# WHAT THE TASK ASKS:
For this exercise, copy the records below exactly and exclude every image.
(Beginning of SOURCE INFORMATION)
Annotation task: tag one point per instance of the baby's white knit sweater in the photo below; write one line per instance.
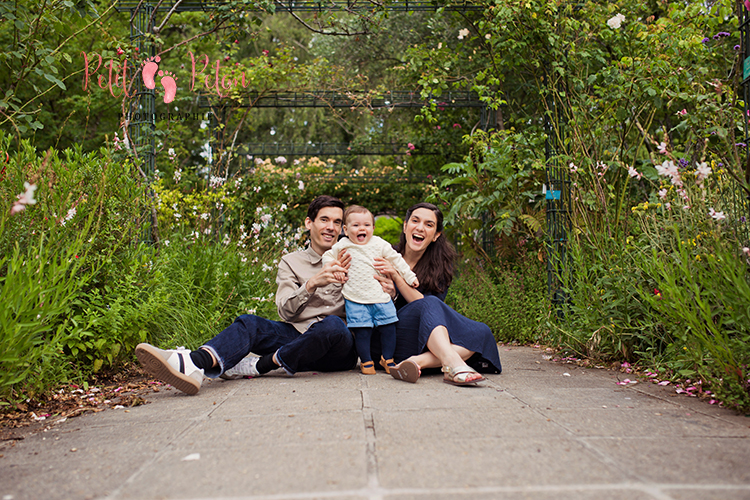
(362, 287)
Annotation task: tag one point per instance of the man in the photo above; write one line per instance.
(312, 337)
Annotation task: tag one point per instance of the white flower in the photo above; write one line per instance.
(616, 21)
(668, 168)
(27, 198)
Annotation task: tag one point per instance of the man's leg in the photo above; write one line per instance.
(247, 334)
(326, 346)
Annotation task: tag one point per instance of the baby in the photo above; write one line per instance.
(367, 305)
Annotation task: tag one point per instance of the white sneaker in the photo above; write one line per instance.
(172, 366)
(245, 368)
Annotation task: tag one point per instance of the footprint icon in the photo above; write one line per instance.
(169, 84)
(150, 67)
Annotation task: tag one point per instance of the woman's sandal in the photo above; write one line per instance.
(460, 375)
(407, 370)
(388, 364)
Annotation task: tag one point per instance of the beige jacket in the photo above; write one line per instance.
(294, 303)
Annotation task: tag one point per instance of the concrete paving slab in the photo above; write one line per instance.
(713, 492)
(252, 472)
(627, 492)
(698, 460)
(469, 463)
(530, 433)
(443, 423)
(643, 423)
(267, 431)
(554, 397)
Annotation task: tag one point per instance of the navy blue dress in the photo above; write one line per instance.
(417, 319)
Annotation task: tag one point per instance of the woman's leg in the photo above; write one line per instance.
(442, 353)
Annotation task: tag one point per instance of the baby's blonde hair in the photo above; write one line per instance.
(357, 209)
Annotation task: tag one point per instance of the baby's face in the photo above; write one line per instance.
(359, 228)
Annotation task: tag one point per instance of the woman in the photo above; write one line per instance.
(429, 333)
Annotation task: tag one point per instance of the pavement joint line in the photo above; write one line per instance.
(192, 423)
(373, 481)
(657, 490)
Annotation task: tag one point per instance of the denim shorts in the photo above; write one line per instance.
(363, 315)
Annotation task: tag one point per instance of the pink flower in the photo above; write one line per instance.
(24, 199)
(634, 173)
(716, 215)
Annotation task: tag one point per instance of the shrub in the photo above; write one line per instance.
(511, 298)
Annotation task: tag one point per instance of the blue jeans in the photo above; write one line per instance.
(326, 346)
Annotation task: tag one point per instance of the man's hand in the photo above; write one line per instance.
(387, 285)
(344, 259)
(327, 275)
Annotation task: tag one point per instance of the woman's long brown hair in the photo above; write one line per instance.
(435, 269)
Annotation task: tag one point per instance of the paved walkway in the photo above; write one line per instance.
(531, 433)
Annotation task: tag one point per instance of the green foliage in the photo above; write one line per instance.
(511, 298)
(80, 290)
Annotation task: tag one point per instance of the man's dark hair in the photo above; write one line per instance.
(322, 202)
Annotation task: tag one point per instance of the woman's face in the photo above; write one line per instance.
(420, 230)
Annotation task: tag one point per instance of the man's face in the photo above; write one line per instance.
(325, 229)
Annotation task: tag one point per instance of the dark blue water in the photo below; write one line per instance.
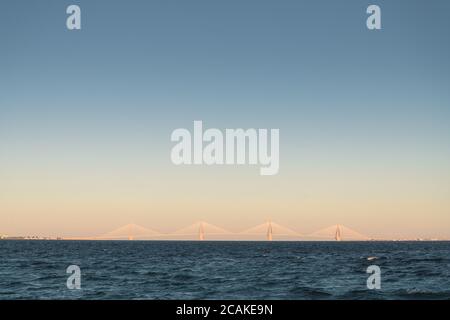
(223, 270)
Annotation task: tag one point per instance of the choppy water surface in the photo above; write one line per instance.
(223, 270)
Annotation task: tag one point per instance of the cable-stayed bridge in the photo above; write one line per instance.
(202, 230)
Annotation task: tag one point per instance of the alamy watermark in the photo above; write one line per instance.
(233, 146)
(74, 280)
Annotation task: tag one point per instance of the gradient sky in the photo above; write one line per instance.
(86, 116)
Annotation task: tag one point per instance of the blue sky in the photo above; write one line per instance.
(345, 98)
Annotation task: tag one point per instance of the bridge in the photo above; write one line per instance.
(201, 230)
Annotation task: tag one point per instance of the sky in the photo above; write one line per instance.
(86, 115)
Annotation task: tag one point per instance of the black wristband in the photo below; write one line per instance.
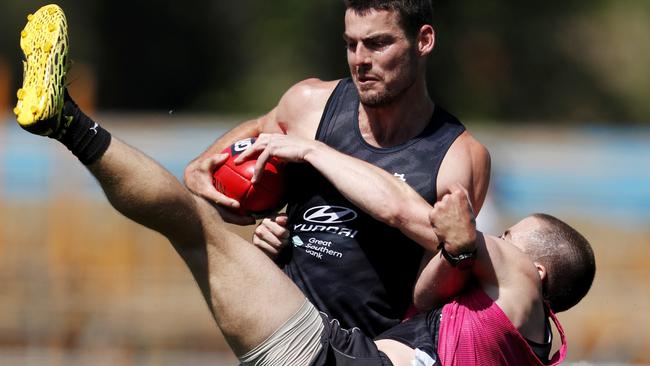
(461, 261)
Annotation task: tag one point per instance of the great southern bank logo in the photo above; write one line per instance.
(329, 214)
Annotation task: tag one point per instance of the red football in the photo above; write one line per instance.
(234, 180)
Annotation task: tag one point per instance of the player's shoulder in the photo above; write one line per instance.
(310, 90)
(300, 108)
(End of SOURCE INFORMATION)
# SOLUTION TO THIS TASK:
Annotation task: tag one point per instance of the baby's white knit sweater in the photo below; write one line per instance.
(362, 287)
Annotation task: tag one point per instance of the man in the photo above; write one line per instance.
(312, 337)
Annotation task: tag one point per instance of the white flower in the photo above; write one line per instance.
(616, 21)
(668, 168)
(27, 198)
Annotation task: tag one point per instance of the man's leg in the photo above; write one line per instance.
(247, 334)
(326, 346)
Annotation task: tag one point per instance of the baby in the photo above; write one line per instance.
(367, 305)
Annotation task: tag one point per instance of the white sneaker in the photo above; write one line per instance.
(172, 366)
(245, 368)
Annotation task: tag one point per instance of the footprint icon in the photo above; write one line per instance.
(169, 84)
(150, 67)
Annotation task: tag one point per instance of the woman's sandal in the photo above; write one line per instance.
(460, 375)
(407, 370)
(388, 364)
Annotation task: tag one point per instance of the beige jacket in the photo above; write one line per instance.
(294, 303)
Annotation task: tag one point per instance of the concrete paving slab in the photo above; write one line per instance.
(713, 492)
(252, 472)
(627, 492)
(698, 460)
(469, 463)
(530, 433)
(443, 423)
(643, 423)
(267, 431)
(554, 397)
Annotation task: tag one point per instance of the navy blue dress in the photo above; write one line per instance.
(417, 319)
Annotation task: tag one point per instance of the woman's leg in the photo above; write one line per instance.
(442, 353)
Annotation task: tag one point per instance of the baby's blonde hair in the photo above; write one line per instance.
(357, 209)
Annotation task: tag one point per instance of the baby's face in the photo above; write one line per instance.
(359, 228)
Annotation task: tag one point per instance of the woman in the photo above; write one line per instance.
(429, 333)
Annotation task: tag one point per instance of the pavement joint line in the photo above; write one line per instance.
(192, 423)
(373, 481)
(657, 490)
Annotation task: tag one point per instance of the denim shorts in the photo above; write one line per instance.
(363, 315)
Annotation task: tag one point per instance of the pink flower in the photo above; write one line per instance.
(24, 199)
(634, 173)
(716, 215)
Annotation task: tag one point per instance of the shrub in the photo above; write one line per instance.
(511, 298)
Annotation task: tag one point per instance of the blue jeans in the photo above; write one line per instance.
(326, 346)
Annotation task: tag one point per instance of the man's hand in the photo above; write one line per instance.
(387, 285)
(344, 259)
(327, 275)
Annotation task: tag one point per instance of the woman's long brown hair in the photo above; write one line per instance.
(435, 269)
Annotation task: tag one point per instance of the paved walkway in the photo above; write one line per instance.
(531, 433)
Annotation task: tag one point per instance of the green foliage in the photo above; write one line per instance.
(511, 298)
(80, 290)
Annotation task: tag one point per instance of the man's dark hair in the photo above; write one line per instance.
(322, 202)
Annotation task: tag one point per instance of the woman's face in the photo above; write one line per instance.
(420, 230)
Annotation task: tag one point per instance of the man's face in the photo above; write one line per instance.
(325, 229)
Annotation task: tag one point per instance of the dark blue water in the photo below; write one line per instance.
(223, 270)
Annotation task: tag one point per instance of the choppy water surface in the photo above; write one line per instance.
(223, 270)
Annotation task: tag one point per instance of the cable-stayed bridge in the photo above; write one line per instance.
(202, 230)
Annotation task: tag one point per instance of the alamy watermark in the photo above; write one line per instance.
(233, 146)
(74, 280)
Annotation task: tag one point per instance of the gradient sky in the photo above; write one line per instance.
(86, 116)
Annotation task: tag one point per instance of the blue sky in the photo above; write one line per instance.
(345, 98)
Annotation task: tag one point per instance of the bridge in the photo above; write one line per instance.
(201, 230)
Annotation task: tag one point per instance of the sky in the photo above; write one line per instance.
(86, 115)
Annotation task: tag one point per instance of the black wristband in the photo below; write one line per instance.
(461, 261)
Annotation task: tag one point per instance of the great southern bank logo in the photo above; write one line per instance.
(329, 214)
Annotation task: tag one point per instance of the red football in the photo above; write one line per instance.
(234, 180)
Annotation task: tag one point per instance of the player's shoulder in the photo above; write one line per instance.
(310, 90)
(300, 108)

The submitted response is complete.